▶ _MATERIAL PROVIDED_
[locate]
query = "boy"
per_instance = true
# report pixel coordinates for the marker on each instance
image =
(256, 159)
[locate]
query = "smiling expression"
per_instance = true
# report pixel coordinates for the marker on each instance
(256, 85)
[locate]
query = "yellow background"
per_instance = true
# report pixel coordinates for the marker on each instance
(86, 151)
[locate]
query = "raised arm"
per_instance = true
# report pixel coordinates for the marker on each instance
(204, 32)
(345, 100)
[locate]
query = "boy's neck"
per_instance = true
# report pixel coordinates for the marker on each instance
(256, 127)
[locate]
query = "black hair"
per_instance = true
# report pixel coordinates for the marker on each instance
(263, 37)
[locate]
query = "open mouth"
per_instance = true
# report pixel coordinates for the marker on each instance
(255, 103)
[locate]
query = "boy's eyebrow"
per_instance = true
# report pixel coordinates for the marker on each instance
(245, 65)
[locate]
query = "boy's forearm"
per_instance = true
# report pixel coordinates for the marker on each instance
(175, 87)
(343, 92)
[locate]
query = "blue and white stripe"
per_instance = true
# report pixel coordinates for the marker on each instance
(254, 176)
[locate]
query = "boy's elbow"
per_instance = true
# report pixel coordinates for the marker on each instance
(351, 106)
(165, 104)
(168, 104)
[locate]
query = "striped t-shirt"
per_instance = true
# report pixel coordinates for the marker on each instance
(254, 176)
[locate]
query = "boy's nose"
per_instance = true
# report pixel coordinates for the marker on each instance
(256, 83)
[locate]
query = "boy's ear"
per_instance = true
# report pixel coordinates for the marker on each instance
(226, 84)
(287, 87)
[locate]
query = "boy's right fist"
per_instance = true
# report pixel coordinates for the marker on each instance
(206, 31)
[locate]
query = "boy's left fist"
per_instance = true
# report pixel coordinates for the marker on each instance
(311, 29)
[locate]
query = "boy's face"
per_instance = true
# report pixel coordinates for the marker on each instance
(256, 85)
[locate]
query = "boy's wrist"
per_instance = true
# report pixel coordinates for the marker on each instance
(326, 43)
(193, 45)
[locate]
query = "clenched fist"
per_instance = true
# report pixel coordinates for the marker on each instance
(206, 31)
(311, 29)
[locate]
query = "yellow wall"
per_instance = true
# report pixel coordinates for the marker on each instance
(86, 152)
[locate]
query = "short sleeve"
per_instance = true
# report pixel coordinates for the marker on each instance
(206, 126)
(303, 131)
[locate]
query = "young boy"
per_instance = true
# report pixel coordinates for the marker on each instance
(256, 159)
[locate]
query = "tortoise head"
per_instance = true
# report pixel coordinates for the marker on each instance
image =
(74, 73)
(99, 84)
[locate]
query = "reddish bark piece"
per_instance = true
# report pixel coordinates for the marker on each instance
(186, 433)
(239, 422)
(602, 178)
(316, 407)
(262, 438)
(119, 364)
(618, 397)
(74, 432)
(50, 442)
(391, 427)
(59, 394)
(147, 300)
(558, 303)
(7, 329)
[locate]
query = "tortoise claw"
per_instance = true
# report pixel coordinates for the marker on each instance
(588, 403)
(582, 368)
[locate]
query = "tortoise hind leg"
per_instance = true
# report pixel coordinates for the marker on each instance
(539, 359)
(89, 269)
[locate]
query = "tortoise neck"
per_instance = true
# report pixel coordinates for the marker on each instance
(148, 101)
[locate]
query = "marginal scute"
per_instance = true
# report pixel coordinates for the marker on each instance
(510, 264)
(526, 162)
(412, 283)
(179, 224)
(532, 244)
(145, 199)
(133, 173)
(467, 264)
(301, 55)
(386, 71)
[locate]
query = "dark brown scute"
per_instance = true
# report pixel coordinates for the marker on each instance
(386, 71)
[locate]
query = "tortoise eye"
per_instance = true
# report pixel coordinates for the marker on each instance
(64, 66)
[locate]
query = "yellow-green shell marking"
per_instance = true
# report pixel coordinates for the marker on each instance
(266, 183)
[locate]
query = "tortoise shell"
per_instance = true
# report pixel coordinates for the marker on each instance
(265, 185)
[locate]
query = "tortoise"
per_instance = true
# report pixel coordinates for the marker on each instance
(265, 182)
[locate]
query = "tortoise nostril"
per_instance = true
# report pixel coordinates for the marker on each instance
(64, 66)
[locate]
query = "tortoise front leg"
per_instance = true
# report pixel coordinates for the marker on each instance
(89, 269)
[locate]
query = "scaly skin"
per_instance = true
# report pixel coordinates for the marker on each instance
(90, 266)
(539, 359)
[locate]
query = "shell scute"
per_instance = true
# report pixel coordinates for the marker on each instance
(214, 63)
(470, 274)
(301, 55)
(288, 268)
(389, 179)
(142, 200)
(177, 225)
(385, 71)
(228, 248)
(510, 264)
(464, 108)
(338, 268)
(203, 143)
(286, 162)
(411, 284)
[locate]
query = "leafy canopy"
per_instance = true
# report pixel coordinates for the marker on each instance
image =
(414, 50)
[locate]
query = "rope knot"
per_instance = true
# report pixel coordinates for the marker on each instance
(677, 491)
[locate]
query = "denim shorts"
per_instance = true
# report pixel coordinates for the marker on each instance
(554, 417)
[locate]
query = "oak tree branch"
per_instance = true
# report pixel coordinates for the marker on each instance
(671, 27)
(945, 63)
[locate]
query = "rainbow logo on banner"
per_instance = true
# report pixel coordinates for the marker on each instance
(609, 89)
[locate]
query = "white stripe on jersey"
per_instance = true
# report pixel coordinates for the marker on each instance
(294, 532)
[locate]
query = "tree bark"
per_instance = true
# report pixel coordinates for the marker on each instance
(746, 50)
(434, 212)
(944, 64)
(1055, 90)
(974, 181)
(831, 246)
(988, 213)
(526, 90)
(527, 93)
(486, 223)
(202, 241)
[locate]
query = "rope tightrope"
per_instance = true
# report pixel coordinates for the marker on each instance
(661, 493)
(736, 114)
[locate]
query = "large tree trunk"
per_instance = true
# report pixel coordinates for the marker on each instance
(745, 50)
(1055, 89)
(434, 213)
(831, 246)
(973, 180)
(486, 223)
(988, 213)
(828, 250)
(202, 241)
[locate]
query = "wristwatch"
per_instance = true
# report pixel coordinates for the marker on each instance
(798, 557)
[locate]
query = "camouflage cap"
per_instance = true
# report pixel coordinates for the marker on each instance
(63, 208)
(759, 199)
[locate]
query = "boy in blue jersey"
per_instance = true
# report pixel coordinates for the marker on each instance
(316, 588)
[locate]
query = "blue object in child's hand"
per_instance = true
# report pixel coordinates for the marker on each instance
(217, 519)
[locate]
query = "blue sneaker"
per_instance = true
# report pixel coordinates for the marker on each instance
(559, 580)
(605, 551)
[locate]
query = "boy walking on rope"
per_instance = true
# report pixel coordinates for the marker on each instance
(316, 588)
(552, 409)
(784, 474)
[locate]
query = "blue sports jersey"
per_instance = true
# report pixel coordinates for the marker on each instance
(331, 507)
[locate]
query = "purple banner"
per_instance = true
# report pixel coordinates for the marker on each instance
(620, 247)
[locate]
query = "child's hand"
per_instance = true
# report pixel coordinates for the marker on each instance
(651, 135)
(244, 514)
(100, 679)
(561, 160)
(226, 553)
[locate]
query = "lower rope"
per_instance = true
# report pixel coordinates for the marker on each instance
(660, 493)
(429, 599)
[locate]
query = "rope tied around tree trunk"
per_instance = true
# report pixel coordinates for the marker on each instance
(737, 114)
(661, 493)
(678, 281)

...

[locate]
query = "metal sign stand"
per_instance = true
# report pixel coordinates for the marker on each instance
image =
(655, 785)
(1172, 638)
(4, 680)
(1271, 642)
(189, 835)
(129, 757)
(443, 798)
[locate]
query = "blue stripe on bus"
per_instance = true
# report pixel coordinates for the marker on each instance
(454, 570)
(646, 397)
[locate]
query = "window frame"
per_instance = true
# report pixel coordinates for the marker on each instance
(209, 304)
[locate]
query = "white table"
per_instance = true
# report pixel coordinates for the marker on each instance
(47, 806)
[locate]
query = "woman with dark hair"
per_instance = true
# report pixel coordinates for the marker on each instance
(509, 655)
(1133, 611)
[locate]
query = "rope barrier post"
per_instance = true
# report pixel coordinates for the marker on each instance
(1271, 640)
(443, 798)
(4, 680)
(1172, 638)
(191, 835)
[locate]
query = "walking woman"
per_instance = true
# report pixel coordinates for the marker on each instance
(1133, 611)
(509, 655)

==

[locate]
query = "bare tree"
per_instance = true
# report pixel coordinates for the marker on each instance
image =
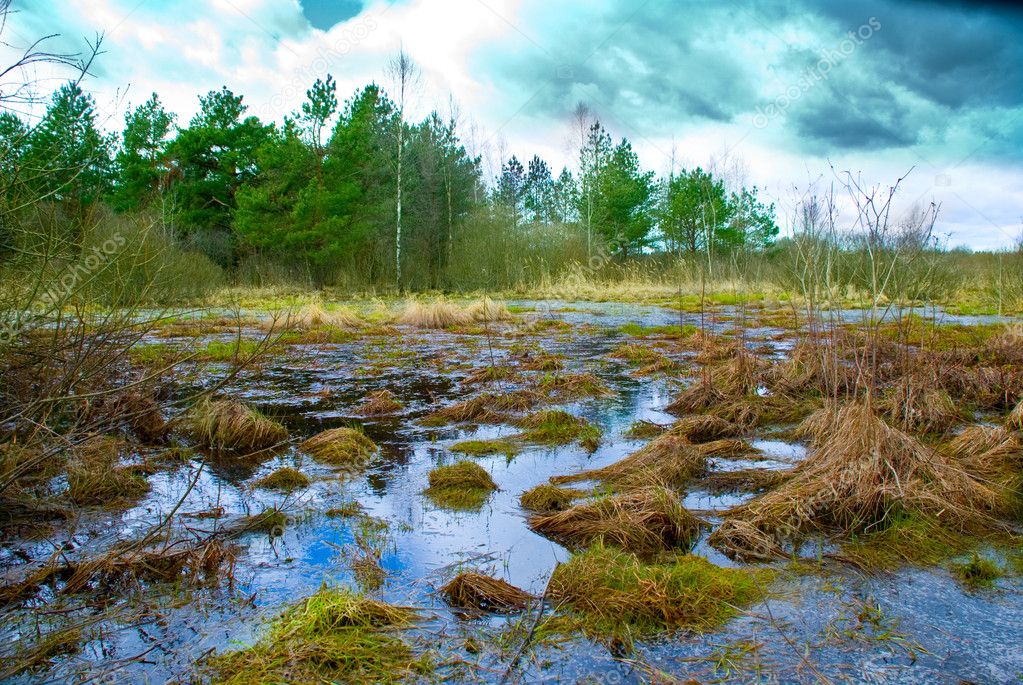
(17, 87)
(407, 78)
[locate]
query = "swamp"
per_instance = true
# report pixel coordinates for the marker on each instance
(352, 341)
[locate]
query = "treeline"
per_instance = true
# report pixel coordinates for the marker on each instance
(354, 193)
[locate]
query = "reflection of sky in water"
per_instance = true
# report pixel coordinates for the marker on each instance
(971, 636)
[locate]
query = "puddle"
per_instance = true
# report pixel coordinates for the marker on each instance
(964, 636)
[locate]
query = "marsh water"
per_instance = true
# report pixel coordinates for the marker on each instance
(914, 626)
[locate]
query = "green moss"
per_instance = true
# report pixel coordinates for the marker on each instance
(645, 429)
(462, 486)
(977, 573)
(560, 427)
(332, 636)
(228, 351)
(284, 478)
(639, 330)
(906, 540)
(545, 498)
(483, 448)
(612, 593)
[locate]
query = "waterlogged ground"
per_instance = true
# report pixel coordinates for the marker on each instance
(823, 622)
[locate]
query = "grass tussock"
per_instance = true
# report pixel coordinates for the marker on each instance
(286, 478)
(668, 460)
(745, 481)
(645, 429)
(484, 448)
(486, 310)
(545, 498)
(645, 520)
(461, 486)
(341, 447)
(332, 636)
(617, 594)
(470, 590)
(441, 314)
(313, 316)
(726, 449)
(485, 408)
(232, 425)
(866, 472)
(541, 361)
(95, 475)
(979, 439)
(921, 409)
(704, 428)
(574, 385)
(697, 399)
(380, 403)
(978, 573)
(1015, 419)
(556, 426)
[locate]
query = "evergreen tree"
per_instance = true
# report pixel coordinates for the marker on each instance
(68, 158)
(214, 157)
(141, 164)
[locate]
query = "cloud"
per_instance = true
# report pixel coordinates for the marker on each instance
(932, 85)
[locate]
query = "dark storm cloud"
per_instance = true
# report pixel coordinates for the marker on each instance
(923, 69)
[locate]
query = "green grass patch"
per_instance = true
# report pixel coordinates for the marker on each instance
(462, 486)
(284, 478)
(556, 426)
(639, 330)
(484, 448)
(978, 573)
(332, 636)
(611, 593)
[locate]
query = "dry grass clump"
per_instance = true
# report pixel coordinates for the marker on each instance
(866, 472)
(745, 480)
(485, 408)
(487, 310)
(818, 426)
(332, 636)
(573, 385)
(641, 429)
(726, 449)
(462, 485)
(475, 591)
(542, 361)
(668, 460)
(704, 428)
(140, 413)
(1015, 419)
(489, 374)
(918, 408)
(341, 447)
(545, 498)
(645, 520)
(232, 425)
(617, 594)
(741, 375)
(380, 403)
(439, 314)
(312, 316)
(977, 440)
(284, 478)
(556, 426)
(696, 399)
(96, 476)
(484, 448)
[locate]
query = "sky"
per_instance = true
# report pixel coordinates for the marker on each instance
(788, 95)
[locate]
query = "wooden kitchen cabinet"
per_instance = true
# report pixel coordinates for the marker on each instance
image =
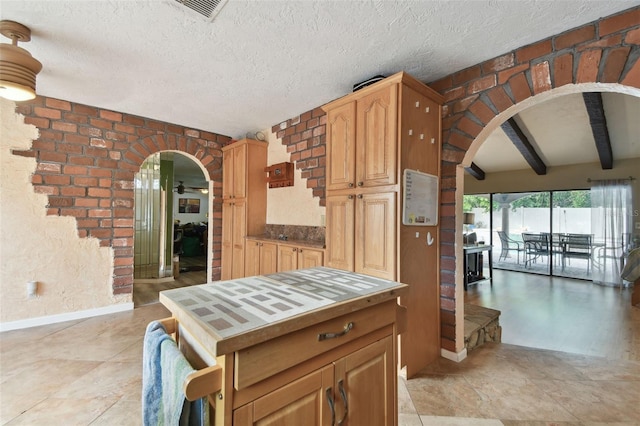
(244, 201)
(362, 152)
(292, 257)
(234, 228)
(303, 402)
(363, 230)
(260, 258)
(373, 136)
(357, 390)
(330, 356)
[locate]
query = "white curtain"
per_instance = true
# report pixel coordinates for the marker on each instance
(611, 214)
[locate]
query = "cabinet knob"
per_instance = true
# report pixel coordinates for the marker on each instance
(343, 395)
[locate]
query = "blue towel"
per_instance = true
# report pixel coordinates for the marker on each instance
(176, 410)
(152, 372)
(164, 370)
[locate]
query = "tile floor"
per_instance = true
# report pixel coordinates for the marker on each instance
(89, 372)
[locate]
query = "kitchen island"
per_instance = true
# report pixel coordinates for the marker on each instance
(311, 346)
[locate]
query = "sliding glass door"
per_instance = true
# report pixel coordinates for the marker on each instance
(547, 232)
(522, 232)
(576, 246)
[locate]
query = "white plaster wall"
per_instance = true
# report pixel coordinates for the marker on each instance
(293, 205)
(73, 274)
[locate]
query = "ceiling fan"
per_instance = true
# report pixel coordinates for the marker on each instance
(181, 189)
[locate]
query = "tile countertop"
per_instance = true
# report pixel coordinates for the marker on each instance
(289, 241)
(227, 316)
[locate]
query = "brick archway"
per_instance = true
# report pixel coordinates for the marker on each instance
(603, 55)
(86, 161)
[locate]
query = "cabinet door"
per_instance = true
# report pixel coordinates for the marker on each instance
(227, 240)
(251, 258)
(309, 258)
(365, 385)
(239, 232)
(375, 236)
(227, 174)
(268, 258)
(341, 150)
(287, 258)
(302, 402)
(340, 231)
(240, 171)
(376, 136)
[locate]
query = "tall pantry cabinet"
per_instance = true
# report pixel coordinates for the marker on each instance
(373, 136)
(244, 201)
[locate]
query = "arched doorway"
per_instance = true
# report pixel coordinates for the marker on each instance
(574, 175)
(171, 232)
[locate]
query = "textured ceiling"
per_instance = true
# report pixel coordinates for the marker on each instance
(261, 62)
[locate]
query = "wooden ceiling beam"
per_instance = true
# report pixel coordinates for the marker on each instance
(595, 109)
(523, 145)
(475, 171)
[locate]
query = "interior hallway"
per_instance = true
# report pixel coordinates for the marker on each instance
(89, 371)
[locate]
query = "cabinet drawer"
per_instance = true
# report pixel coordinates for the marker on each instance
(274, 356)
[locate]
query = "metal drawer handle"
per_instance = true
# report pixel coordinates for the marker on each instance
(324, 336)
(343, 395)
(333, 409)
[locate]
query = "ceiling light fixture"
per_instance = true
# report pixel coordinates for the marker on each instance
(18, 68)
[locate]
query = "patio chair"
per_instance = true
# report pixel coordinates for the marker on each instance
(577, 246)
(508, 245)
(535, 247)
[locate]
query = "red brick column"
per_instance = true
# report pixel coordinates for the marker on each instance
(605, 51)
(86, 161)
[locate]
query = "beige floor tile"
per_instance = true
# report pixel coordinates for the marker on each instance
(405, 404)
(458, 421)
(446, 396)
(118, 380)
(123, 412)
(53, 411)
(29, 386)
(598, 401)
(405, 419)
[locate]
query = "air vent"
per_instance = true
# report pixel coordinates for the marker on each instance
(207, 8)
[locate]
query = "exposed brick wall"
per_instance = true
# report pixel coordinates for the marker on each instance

▶ _SHORT PROBLEM_
List every line of the items above that contains the word "kitchen".

▶ _ANSWER FOR THE TASK_
query = "wooden kitchen cabinet"
query = "kitchen island"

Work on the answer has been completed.